Given request: Can you scale everything in the listing from the line containing "query | spot the ceiling" down to the end of the listing, both ends included? Write out each of those lines again, requests and format lines included, with every x and y coordinate in the answers multiplied by 2 and rounded to a whole number (halves round up).

(Collected data entries)
━━━━

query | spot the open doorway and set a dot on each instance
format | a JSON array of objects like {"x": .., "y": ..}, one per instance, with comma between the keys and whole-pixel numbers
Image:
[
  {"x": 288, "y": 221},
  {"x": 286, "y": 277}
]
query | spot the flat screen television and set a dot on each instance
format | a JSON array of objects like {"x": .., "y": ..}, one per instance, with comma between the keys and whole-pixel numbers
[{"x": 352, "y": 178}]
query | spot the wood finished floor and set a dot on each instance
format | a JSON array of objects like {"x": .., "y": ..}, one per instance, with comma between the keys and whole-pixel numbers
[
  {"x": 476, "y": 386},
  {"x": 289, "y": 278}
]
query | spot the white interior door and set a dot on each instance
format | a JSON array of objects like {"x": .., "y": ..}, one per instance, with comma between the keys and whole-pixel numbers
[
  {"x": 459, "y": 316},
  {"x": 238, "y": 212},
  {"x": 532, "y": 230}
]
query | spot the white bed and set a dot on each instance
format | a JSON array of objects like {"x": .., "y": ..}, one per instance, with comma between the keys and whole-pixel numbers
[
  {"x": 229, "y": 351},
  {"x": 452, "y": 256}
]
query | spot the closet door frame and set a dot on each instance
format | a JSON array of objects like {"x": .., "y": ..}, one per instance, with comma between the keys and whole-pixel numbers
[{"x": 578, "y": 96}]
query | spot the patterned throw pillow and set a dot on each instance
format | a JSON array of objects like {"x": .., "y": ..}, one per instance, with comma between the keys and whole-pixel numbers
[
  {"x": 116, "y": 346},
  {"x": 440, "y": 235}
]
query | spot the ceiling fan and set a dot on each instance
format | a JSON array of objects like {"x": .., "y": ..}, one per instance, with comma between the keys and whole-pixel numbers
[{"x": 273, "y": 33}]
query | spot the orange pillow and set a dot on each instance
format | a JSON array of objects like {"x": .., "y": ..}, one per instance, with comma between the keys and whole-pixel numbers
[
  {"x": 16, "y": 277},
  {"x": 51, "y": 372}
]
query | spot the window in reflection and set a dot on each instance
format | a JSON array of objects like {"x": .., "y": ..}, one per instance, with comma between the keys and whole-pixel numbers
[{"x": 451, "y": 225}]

━━━━

Task output:
query | spot the ceiling fan and set a dot on each instance
format | a JSON array of objects like {"x": .., "y": ..}, one per instance, with comma between the keys and whole-pixel numbers
[{"x": 546, "y": 66}]
query | spot the orange pillow and set a dot on each instance
format | a JSON array of objects like {"x": .., "y": ..}, one per instance, with comma between the keys and whole-pixel numbers
[
  {"x": 32, "y": 554},
  {"x": 102, "y": 744}
]
query | spot the window in reflection and set a dot on each instance
format | a JSON array of objects like {"x": .., "y": ..}, one per instance, with comma between the keys and whole-pixel numbers
[{"x": 902, "y": 450}]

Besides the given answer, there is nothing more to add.